━━━ Data rows ━━━

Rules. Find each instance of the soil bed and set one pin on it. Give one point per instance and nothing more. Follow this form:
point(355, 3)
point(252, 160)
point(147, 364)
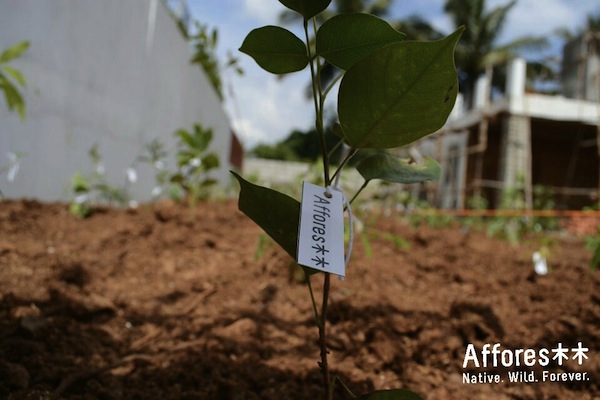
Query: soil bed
point(165, 302)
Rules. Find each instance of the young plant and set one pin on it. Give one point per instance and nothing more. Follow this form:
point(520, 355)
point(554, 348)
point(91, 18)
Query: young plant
point(194, 163)
point(391, 93)
point(93, 189)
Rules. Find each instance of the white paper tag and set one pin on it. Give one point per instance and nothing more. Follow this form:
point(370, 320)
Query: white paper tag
point(321, 230)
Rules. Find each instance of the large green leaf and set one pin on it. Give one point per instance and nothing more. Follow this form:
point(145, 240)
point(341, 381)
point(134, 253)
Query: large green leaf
point(347, 38)
point(394, 394)
point(276, 213)
point(13, 51)
point(276, 49)
point(399, 93)
point(306, 8)
point(394, 169)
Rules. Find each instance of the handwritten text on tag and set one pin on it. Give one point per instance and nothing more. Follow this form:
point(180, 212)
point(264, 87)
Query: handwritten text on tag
point(321, 230)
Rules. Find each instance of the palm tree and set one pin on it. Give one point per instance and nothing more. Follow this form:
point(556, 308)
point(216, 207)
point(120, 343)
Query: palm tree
point(478, 49)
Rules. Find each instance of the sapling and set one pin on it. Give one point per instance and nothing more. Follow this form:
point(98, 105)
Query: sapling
point(194, 162)
point(391, 93)
point(94, 188)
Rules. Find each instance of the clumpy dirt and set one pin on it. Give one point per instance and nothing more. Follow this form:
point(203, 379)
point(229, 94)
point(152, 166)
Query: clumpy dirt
point(167, 302)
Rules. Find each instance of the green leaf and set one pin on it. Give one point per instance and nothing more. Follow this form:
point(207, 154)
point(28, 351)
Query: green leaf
point(395, 394)
point(595, 262)
point(276, 213)
point(394, 169)
point(13, 98)
point(210, 161)
point(347, 38)
point(306, 8)
point(399, 93)
point(14, 74)
point(276, 49)
point(13, 51)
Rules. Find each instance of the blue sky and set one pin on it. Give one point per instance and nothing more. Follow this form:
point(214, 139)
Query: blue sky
point(265, 109)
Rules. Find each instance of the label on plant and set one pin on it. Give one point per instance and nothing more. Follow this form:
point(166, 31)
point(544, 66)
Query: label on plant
point(321, 230)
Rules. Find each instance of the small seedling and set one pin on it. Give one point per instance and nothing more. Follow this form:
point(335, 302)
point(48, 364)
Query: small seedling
point(194, 163)
point(90, 190)
point(391, 93)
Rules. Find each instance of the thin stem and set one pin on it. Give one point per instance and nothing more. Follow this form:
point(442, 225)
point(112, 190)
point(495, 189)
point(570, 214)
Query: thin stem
point(337, 146)
point(318, 102)
point(332, 84)
point(314, 303)
point(364, 185)
point(323, 338)
point(351, 153)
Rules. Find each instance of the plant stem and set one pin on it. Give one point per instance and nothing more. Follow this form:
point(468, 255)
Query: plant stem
point(318, 101)
point(323, 339)
point(364, 185)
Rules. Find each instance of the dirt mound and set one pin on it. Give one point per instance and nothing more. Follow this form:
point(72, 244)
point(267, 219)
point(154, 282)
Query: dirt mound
point(165, 302)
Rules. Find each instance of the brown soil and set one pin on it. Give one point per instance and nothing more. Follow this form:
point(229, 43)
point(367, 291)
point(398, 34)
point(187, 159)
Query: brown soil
point(164, 302)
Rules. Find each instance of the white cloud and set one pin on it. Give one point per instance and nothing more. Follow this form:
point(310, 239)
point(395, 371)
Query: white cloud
point(266, 12)
point(266, 109)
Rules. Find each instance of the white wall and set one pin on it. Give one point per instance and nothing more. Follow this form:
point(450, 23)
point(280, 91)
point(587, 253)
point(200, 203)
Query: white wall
point(100, 72)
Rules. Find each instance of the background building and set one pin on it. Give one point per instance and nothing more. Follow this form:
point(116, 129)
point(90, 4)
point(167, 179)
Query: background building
point(112, 73)
point(523, 141)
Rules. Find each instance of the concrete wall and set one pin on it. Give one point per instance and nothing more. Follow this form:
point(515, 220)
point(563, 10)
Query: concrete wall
point(110, 72)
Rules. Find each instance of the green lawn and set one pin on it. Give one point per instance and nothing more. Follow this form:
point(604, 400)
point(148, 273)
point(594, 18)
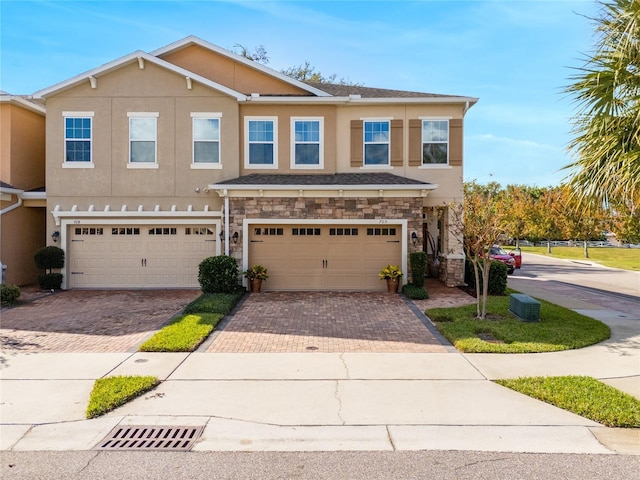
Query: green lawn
point(624, 258)
point(111, 392)
point(184, 334)
point(502, 332)
point(584, 396)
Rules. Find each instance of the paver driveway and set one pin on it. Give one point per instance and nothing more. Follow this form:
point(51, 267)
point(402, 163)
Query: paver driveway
point(89, 320)
point(324, 322)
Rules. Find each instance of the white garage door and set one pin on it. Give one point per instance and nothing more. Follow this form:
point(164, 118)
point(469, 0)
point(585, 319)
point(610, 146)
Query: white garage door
point(138, 256)
point(324, 257)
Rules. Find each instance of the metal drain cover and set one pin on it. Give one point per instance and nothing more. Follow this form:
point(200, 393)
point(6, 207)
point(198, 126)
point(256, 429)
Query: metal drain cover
point(151, 438)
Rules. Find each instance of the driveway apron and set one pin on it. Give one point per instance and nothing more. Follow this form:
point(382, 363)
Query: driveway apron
point(324, 322)
point(89, 320)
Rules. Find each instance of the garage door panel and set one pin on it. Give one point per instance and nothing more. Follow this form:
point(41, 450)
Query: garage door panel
point(138, 256)
point(326, 257)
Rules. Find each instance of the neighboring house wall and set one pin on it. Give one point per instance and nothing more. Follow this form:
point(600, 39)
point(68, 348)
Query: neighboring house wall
point(22, 224)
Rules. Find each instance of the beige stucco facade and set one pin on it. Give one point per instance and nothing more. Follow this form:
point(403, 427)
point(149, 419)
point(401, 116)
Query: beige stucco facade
point(22, 169)
point(193, 77)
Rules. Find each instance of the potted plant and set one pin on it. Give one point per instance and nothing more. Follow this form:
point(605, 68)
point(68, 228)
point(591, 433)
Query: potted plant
point(256, 274)
point(392, 274)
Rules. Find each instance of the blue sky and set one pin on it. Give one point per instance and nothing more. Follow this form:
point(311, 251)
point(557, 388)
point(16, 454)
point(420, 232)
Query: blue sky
point(515, 56)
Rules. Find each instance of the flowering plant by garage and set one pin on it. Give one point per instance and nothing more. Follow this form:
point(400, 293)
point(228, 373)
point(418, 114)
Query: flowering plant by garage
point(257, 272)
point(390, 272)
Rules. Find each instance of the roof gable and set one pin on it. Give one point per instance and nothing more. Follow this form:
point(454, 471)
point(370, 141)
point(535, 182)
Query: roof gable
point(140, 57)
point(232, 70)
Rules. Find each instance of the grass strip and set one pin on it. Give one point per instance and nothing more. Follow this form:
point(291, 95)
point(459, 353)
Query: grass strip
point(584, 396)
point(559, 329)
point(624, 258)
point(111, 392)
point(214, 303)
point(184, 334)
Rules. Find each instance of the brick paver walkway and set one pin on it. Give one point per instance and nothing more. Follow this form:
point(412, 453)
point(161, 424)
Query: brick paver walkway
point(89, 320)
point(324, 322)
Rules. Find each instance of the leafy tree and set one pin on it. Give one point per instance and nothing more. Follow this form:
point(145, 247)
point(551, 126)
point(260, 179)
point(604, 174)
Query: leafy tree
point(583, 220)
point(259, 53)
point(304, 72)
point(607, 123)
point(482, 220)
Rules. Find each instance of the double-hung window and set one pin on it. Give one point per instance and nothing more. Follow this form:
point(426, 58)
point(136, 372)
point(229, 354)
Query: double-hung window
point(206, 140)
point(261, 145)
point(307, 142)
point(376, 142)
point(435, 142)
point(143, 133)
point(78, 139)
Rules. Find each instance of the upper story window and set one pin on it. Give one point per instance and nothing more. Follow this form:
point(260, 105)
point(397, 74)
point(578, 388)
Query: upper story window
point(376, 142)
point(261, 145)
point(78, 139)
point(206, 140)
point(435, 142)
point(143, 132)
point(307, 142)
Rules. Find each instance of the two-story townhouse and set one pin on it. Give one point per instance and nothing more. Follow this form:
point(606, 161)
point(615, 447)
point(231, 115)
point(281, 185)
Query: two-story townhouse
point(22, 197)
point(156, 161)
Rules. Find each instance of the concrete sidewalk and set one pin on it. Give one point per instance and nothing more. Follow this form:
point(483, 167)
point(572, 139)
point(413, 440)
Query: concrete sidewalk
point(325, 401)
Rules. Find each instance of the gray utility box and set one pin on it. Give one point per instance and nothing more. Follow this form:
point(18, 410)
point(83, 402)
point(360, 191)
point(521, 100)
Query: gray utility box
point(524, 307)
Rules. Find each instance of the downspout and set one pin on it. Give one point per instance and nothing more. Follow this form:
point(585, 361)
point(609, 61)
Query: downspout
point(11, 207)
point(226, 223)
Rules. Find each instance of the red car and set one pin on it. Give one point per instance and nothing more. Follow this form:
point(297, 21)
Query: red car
point(516, 253)
point(498, 253)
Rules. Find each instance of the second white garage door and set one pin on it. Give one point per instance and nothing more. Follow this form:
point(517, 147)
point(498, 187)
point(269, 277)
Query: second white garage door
point(138, 256)
point(324, 257)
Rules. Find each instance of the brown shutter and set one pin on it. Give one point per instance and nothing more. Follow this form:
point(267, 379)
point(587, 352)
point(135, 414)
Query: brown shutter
point(396, 143)
point(357, 142)
point(415, 142)
point(455, 142)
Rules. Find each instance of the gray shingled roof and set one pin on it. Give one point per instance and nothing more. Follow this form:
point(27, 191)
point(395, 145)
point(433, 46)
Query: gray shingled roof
point(368, 92)
point(322, 179)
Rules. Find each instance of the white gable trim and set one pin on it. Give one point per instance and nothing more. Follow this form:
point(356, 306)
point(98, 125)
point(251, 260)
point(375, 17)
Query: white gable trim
point(185, 42)
point(131, 58)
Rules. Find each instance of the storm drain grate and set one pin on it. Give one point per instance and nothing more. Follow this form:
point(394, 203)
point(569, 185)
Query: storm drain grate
point(151, 438)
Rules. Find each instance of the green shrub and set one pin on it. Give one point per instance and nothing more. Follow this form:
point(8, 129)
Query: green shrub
point(415, 292)
point(497, 277)
point(111, 392)
point(50, 281)
point(9, 294)
point(418, 263)
point(213, 303)
point(49, 257)
point(219, 274)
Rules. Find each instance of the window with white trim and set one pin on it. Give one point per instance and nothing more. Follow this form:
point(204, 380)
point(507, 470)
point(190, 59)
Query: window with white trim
point(376, 142)
point(143, 133)
point(307, 136)
point(206, 139)
point(261, 145)
point(435, 142)
point(78, 138)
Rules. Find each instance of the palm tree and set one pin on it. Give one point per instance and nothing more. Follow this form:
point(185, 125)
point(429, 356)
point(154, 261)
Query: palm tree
point(607, 122)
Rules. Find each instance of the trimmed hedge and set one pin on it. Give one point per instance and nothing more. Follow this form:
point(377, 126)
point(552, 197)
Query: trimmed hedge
point(9, 294)
point(497, 277)
point(418, 264)
point(219, 274)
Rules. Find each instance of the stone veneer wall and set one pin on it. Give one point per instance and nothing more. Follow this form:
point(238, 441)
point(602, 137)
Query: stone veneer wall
point(452, 271)
point(393, 208)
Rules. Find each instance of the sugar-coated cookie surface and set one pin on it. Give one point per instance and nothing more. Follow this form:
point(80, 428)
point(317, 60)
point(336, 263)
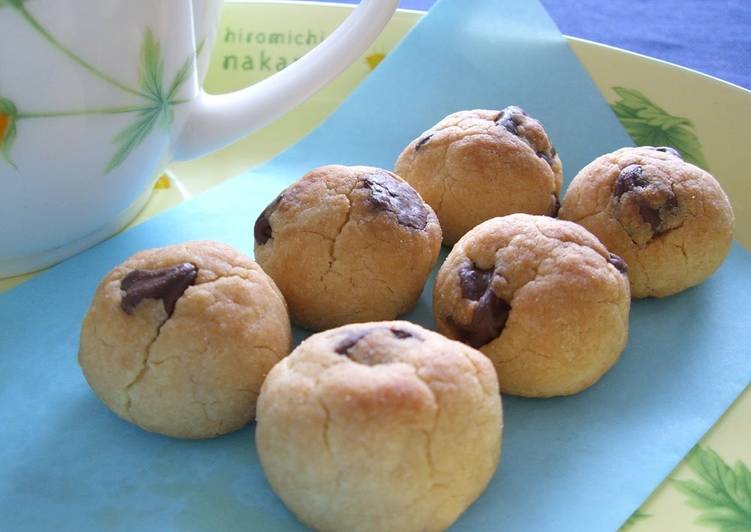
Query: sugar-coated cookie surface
point(670, 220)
point(475, 165)
point(542, 298)
point(348, 244)
point(179, 339)
point(379, 426)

━━━

## Work required
Pull out the part of the material that opens with the line containing "Rules. Find each instance of the thin" and closes with the line containing "point(100, 72)", both included. Reproduce those lines unchanged.

## Result of this task
Rules. Find each instance of the thin stem and set one pin on it. Give one point per instance and nothing more. Follow this form:
point(442, 225)
point(112, 190)
point(495, 189)
point(570, 214)
Query: thin stem
point(337, 146)
point(318, 102)
point(332, 84)
point(314, 303)
point(364, 185)
point(323, 338)
point(351, 153)
Rules. Find each instance of the plant stem and set one pin on it. Give one point per instance and nothing more. Follow this form:
point(468, 255)
Query: plant stem
point(318, 101)
point(323, 339)
point(364, 185)
Rules. Find each instance of the dirt mound and set one pin on it. Give one point per instance and nothing more. Follow this form:
point(72, 244)
point(267, 219)
point(154, 282)
Query: dirt mound
point(165, 302)
Rules. Find each instance of the brown soil and set one pin on it. Give one point per instance and nothing more. Follow this form:
point(229, 43)
point(367, 291)
point(398, 34)
point(187, 159)
Query: brown soil
point(164, 302)
Rules. Find each instance of the white cloud and set one pin on it. Give one point per instance and nothing more. Follow this form:
point(310, 239)
point(395, 371)
Query: white cloud
point(266, 12)
point(266, 109)
Rules. Find each instance of the white wall and set one pin on it. Give one point per instance and nothing more. Follow this form:
point(450, 23)
point(280, 91)
point(587, 253)
point(200, 203)
Query: white wall
point(100, 72)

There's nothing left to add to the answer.